_Exercise aim:_ Please write out every record below in full, requests included, and shift each bounding-box coordinate in the answers up by 93.
## BEGIN Material
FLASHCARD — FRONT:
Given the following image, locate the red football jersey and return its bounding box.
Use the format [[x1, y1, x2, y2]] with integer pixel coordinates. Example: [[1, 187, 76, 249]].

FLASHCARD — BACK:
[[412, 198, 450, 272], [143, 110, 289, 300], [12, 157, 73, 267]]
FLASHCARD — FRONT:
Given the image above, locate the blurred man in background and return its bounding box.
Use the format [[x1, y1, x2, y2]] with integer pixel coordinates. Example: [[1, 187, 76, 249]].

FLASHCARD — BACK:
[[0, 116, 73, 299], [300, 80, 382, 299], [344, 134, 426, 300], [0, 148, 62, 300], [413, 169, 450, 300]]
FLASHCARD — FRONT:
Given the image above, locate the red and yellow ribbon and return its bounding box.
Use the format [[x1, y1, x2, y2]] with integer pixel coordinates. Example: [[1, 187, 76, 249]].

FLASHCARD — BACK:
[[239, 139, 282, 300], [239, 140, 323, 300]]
## END Material
_Answer to the exercise:_
FLASHCARD — FRONT:
Given the following image, locate the red football jersey and return its bounding box.
Use the format [[x1, y1, x2, y2]] with integer pixel coordinates. Example: [[1, 187, 76, 249]].

FLASHCARD — BACK:
[[505, 291, 543, 365], [236, 203, 382, 393], [105, 250, 166, 360]]
FLASHCARD — FRONT:
Given the image above, locate the blurred man in background and return its bounding box.
Use the format [[x1, y1, x2, y2]] with integer pixel coordinates. Example: [[1, 187, 76, 249]].

FLASHCARD — BACK:
[[93, 209, 166, 392], [393, 173, 475, 392], [437, 227, 519, 393], [93, 241, 155, 393], [506, 262, 543, 393]]
FLASHCARD — FRONT:
Given the image above, locate the red and yellow ribbon and return its bounding box.
Use the format [[x1, y1, x2, y2]] with integer pixel coordinates. Example: [[1, 187, 76, 249]].

FLASHCARD — BACK:
[[332, 232, 375, 393], [332, 233, 416, 393]]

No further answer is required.